Гумбольдт видит принципиальное значение этой проблемы; он говорит относительно языковой практики: “...Ей противостоит бесконечная и поистине безграничная область, совокупность всего мыслимого. Поэтому она должна бесконечно использовать конечный набор средств, и она добивается этого благодаря идентичности сил, порождающих мысль и язык”5. Способность бесконечно использовать конечный набор средств и образует подлинное существо силы, сознающей себя самое (ihrer selbst inne ist). Она охватывает все, к чему может приложить свою деятельность. Также и языковая сила превосходит поэтому все те содержания, к которым она себя применяет. Поэтому в качестве формального навыка она может быть отделена от всего того, что мы говорим, от всей содержательной определенности сказанного. Гумбольдт обязан этому открытию гениальными прозрениями, тем более что он понимает: как ни малы силы отдельного человека по сравнению с властительной силой языка, между ними существует такое взаимоотношение, которое дает человеку определенную свободу по отношению к языку. Он понимает также, что эта свобода ограниченна, поскольку всякий язык обладает собственным бытием, возвышающимся над всем тем, что говорится на этом языке в каждом данном случае, так что мы особенно отчетливо и живо чувствуем, “как даже отдаленное прошлое все еще присутствует в настоящем — ведь язык насыщен переживаниями прежних поколений и хранит их живое дыхание”6. За языком, понятым как форма, Гумбольдт еще различает историческую жизнь духа. Обоснование феномена языка с помощью понятия языковой силы сообщает понятию внутренней формы такую легитимацию, которая удовлетворяет исторической подвижности языковой жизни.

И тем не менее такое понятие о языке представляет собой абстракцию, от которой мы, ради наших собственных целей, вынуждены отказаться. В рамках герменевтического опыта языковая форма не может быть отделена от содержания, дошедшего до нас в этой форме. Если всякий язык есть мировидение, то он обязан этим не тому, что он являет собой определенный тип языка (в каковом качестве его и рассматривает ученый-лингвист), но тому, что говорится или соответственно пере-дается на этом языке.

# Что сделать
1/ Воспроизведите из отрывка о Гумбольдте дословно фрагмент от «И тем не менее» до «на этом языке.» включительно.
2/ Что, согласно отрывку о Гумбольдте, образует подлинное существо силы, сознающей себя самое?

Записи границ фигур:
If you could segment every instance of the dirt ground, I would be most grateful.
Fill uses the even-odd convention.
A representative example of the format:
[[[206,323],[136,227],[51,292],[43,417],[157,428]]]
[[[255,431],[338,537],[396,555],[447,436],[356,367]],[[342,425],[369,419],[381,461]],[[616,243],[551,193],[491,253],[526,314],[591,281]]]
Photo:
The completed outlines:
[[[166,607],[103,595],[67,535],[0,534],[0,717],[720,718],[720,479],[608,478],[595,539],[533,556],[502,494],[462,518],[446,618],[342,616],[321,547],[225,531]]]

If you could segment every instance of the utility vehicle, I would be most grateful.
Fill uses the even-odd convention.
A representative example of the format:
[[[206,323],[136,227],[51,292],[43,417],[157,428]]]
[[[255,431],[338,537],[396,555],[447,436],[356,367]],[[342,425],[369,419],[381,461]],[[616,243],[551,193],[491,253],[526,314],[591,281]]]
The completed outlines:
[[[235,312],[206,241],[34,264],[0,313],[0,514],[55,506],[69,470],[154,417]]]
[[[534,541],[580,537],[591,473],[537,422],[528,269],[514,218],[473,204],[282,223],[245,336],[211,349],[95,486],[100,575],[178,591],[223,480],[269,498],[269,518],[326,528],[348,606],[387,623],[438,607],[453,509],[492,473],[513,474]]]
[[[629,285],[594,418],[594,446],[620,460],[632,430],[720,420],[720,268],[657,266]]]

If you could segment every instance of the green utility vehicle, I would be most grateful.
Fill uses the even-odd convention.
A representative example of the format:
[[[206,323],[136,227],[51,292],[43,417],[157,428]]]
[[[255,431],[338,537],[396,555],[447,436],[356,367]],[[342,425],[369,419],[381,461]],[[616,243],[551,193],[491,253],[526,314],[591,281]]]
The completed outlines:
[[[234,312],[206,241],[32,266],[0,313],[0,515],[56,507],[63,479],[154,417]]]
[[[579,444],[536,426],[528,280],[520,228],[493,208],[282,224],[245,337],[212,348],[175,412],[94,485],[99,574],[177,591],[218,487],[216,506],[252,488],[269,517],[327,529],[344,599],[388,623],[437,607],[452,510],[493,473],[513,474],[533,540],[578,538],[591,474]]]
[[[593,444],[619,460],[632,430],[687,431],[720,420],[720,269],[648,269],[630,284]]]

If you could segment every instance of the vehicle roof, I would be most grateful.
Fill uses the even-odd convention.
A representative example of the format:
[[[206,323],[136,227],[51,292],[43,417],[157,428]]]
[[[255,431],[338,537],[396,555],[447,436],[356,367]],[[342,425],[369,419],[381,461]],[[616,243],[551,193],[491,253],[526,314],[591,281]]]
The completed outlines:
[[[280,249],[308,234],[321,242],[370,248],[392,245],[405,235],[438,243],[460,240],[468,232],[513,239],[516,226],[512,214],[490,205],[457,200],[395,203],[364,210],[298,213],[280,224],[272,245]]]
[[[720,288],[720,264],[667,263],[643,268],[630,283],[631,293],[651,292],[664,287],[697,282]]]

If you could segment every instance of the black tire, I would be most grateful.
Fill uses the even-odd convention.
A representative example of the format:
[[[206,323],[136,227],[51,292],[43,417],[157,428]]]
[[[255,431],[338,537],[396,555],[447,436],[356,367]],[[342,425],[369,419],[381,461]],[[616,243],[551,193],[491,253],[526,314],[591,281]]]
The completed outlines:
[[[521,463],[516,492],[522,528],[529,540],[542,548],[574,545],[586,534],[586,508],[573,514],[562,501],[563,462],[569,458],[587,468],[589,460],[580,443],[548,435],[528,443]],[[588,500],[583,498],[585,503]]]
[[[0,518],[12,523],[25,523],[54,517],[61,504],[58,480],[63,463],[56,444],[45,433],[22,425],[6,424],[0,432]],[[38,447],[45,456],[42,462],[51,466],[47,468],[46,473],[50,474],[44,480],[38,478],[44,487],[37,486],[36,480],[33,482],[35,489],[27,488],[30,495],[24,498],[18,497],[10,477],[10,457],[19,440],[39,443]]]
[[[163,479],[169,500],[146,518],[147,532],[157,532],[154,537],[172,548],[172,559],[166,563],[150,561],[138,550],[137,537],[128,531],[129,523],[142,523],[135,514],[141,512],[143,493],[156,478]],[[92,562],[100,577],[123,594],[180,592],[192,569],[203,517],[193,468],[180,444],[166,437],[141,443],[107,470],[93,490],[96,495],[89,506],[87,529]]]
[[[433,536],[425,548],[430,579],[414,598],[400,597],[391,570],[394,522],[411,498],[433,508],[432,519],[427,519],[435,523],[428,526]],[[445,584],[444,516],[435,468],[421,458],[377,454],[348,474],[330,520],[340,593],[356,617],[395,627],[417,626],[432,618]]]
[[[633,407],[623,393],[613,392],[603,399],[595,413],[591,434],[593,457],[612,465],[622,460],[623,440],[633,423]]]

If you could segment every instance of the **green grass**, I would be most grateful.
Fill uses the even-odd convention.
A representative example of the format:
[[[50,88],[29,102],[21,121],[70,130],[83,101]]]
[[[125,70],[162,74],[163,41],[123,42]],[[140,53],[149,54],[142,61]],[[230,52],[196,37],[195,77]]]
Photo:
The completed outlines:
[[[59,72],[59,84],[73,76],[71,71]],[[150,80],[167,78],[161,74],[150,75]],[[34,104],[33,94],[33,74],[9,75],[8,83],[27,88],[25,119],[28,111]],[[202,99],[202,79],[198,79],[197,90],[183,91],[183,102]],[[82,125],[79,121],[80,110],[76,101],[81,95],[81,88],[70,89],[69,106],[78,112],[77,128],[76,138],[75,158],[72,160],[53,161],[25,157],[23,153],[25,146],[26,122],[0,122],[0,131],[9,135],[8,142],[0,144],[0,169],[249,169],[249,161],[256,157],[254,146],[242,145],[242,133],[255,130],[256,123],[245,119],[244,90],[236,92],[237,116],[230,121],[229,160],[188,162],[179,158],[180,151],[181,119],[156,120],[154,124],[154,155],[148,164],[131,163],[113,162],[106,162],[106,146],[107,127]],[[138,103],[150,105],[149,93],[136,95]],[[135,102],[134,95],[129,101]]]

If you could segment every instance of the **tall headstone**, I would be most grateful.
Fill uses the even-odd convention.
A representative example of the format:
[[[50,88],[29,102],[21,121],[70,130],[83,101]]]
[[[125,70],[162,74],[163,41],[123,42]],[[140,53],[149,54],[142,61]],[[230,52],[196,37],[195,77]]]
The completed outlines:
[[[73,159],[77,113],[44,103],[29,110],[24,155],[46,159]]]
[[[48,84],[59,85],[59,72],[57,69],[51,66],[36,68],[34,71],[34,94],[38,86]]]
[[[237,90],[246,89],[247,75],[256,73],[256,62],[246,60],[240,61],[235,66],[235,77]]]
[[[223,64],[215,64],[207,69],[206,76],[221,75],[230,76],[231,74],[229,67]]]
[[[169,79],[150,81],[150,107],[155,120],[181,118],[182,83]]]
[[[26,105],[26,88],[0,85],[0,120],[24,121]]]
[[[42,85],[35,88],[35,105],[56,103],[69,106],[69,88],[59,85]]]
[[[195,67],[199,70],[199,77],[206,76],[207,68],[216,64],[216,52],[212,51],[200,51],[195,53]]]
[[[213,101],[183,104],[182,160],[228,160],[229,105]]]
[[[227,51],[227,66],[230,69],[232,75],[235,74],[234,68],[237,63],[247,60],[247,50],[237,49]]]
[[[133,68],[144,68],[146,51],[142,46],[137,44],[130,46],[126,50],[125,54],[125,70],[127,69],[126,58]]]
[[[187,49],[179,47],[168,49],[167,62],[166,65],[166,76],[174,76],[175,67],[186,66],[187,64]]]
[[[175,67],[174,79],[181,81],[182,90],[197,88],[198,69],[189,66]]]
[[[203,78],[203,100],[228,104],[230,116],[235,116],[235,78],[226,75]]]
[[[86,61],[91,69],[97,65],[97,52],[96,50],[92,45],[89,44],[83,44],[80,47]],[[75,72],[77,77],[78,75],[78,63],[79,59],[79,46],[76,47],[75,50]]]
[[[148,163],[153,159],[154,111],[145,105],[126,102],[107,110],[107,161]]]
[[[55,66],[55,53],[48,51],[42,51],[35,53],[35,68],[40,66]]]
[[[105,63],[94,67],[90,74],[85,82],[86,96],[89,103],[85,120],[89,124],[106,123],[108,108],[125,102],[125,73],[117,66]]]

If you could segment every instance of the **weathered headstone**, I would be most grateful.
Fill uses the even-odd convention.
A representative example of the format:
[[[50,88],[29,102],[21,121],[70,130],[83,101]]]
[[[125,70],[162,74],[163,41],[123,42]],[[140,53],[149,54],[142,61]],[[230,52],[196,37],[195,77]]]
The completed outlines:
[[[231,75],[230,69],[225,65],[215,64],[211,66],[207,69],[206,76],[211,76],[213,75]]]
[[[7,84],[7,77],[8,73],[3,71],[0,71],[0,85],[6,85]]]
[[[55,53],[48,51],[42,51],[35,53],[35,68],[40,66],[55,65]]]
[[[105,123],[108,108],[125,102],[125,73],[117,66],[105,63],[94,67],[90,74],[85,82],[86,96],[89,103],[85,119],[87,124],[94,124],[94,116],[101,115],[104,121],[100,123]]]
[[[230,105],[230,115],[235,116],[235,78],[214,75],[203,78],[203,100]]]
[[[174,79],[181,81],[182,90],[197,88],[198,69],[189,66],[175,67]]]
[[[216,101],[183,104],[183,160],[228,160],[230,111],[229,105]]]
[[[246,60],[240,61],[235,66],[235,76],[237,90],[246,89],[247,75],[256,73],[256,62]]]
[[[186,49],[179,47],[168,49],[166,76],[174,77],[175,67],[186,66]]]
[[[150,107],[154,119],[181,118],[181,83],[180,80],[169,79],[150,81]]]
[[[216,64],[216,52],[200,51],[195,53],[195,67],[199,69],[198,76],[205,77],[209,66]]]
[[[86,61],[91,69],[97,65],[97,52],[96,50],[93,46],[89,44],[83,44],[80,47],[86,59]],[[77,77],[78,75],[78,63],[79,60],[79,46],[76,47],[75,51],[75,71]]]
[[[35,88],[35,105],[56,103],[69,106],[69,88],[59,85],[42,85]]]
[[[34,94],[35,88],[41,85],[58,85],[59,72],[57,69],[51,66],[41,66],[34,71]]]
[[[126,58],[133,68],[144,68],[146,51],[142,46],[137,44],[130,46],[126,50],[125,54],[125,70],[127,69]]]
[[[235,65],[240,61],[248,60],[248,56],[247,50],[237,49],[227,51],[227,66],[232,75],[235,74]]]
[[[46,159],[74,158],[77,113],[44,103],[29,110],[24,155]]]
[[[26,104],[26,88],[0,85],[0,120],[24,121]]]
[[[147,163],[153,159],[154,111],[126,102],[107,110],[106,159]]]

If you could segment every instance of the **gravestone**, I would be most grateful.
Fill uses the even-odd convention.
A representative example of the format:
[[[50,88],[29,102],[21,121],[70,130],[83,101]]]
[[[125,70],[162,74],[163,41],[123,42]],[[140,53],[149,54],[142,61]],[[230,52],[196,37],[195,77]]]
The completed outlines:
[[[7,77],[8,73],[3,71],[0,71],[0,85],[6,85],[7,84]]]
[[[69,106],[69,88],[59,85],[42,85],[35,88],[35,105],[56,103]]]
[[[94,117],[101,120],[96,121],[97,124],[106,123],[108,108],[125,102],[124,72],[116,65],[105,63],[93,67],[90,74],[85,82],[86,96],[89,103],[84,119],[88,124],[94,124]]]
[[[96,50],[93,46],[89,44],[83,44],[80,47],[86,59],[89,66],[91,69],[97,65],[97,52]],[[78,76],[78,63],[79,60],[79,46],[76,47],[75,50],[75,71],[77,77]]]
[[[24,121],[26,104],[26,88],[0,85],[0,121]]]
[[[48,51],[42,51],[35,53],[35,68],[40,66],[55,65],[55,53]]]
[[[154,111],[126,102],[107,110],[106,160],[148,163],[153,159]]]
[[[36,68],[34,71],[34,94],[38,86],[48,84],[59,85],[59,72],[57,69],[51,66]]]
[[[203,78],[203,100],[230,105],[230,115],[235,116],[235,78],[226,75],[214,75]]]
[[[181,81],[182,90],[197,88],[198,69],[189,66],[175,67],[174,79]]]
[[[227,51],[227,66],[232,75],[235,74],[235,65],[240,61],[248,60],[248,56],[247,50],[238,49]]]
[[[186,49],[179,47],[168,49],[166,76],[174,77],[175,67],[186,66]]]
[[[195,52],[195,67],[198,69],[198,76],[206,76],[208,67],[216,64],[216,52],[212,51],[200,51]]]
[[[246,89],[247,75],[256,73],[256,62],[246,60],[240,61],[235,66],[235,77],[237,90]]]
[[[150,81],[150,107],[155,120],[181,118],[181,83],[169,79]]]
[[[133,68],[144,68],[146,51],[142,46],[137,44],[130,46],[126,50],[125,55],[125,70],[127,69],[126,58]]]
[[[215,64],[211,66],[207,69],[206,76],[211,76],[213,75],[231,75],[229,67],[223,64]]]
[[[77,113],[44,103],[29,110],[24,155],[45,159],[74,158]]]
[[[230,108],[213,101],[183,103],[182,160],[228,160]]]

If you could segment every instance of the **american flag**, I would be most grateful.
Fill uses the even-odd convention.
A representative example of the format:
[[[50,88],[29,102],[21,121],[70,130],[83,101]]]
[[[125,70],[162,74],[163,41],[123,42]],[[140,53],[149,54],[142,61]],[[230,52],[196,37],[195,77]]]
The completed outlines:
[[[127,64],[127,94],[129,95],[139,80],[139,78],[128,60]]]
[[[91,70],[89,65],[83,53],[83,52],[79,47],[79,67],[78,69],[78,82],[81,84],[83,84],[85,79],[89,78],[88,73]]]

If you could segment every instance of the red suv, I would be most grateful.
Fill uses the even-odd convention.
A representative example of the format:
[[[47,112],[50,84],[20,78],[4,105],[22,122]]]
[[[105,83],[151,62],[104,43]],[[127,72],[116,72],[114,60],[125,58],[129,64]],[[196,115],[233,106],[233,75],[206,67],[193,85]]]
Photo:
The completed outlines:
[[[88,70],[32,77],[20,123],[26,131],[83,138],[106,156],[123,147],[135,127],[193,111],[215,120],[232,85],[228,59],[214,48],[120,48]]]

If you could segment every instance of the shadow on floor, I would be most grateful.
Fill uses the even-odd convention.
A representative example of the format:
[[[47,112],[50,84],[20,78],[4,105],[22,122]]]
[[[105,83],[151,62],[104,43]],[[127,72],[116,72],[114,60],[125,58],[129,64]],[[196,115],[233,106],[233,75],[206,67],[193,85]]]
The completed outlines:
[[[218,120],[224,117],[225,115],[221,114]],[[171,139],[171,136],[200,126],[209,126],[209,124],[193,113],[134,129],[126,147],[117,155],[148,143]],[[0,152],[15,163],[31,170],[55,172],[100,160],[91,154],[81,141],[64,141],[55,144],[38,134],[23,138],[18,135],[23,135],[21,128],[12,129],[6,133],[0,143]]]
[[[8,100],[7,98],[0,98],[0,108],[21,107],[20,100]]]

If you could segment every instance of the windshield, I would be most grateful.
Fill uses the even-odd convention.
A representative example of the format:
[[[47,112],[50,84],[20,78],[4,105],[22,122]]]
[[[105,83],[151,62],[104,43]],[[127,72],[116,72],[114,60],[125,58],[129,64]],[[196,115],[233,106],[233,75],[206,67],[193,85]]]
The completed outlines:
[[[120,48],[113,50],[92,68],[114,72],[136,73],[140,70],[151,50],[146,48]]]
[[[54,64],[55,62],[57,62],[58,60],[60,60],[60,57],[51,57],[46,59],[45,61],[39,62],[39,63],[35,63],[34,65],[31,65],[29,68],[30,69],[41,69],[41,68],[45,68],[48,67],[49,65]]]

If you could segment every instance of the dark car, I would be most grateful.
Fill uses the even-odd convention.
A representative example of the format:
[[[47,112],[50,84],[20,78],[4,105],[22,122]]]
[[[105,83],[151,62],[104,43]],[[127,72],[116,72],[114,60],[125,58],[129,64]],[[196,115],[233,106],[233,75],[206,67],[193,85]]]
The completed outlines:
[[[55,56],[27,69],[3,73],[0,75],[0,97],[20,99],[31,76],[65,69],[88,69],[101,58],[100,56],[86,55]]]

# Ответы
1/
И тем не менее такое понятие о языке представляет собой абстракцию, от которой мы, ради наших собственных целей, вынуждены отказаться. В рамках герменевтического опыта языковая форма не может быть отделена от содержания, дошедшего до нас в этой форме. Если всякий язык есть мировидение, то он обязан этим не тому, что он являет собой определенный тип языка (в каковом качестве его и рассматривает ученый-лингвист), но тому, что говорится или соответственно пере-дается на этом языке.

2/ Способность бесконечно использовать конечный набор средств.